• **Task brief**
In the excerpt on veterinary diagnostic services, what does ultrasonography use to create a picture of the inside of a pet's body instead of radiation, please?

A quicker diagnosis results in quicker treatment. We offer the latest technology as a means of providing your pet with the highest level of quality veterinary care.

Digital Radiology

Radiology (x-rays) is routinely used to provide valuable information about a pet’s bones, gastrointestinal tract (stomach, intestines, colon), respiratory tract (lungs), heart, and genitourinary system (bladder, prostate). It can be used alone or in conjunction with other diagnostic tools to provide a list of possible causes for a pet’s condition, identify the exact cause of a problem or rule out possible problems.

Abdominal Ultrasound

Ultrasonography is a type of diagnostic technique that uses ultrasound waves to produce an imaging study. This means that when we perform ultrasonography, we can see internal images of the patient’s body. Unlike some other imaging studies, like x-rays, ultrasonography does not use radiation. Instead, ultrasonography uses high-frequency sound (ultrasound) waves to create a picture of what is inside your pet’s body. Ultrasonography is a completely non-invasive, painless way to diagnose and evaluate many common diseases.

In-House Blood And Urine Diagnostics

Blood work is usually a combination of a complete blood count (CBC) and a blood chemical analysis. Blood work is a basic evaluation tool. Pets, particularly those in their senior years, should have a CBC at every annual examination. Blood work allows a veterinarian to monitor the progression of a pet’s disease.

• **Provided information**
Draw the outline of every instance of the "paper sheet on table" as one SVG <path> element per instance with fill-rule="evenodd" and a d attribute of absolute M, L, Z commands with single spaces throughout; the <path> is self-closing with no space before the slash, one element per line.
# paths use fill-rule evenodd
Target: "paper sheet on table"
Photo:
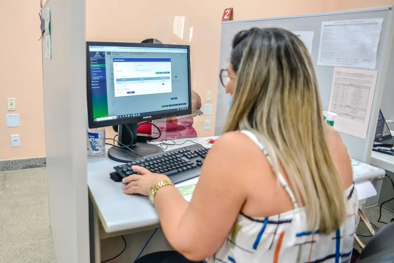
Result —
<path fill-rule="evenodd" d="M 377 71 L 334 68 L 328 111 L 336 113 L 334 128 L 366 138 Z"/>
<path fill-rule="evenodd" d="M 376 190 L 369 181 L 355 184 L 354 187 L 357 189 L 359 200 L 367 198 L 376 195 Z"/>
<path fill-rule="evenodd" d="M 374 70 L 383 18 L 322 22 L 317 65 Z"/>
<path fill-rule="evenodd" d="M 313 31 L 293 31 L 293 34 L 298 37 L 308 49 L 309 55 L 312 53 L 312 44 L 313 42 Z"/>
<path fill-rule="evenodd" d="M 196 177 L 175 185 L 175 187 L 183 195 L 183 198 L 188 202 L 190 202 L 192 199 L 192 196 L 193 196 L 194 189 L 196 188 L 196 185 L 197 184 L 197 182 L 198 182 L 198 177 Z"/>

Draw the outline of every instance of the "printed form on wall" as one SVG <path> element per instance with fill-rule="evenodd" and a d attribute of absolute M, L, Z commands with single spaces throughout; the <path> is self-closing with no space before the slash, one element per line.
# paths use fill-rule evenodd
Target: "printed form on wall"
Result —
<path fill-rule="evenodd" d="M 328 111 L 338 132 L 366 138 L 378 71 L 334 68 Z"/>
<path fill-rule="evenodd" d="M 374 70 L 383 18 L 322 22 L 317 65 Z"/>

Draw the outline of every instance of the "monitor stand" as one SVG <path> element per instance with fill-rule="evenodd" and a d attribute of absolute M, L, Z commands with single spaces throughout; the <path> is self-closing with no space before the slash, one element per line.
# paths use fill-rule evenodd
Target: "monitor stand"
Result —
<path fill-rule="evenodd" d="M 131 136 L 126 125 L 132 132 L 133 143 L 129 148 L 141 155 L 145 156 L 164 151 L 160 147 L 153 144 L 137 143 L 137 123 L 130 123 L 119 125 L 118 132 L 118 141 L 124 145 L 128 146 L 131 141 Z M 115 143 L 115 142 L 114 142 Z M 115 144 L 115 143 L 114 144 Z M 120 146 L 123 146 L 120 145 Z M 135 160 L 139 156 L 127 148 L 118 148 L 112 147 L 108 150 L 108 157 L 114 161 L 129 162 Z"/>

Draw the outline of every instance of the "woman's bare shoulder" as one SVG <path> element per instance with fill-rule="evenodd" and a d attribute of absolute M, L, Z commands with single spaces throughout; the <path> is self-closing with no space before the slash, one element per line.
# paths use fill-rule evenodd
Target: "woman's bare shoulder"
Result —
<path fill-rule="evenodd" d="M 353 175 L 347 148 L 338 132 L 328 125 L 327 130 L 327 142 L 331 158 L 342 178 L 345 188 L 348 188 L 353 184 Z"/>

• **The completed task**
High-frequency sound (ultrasound) waves.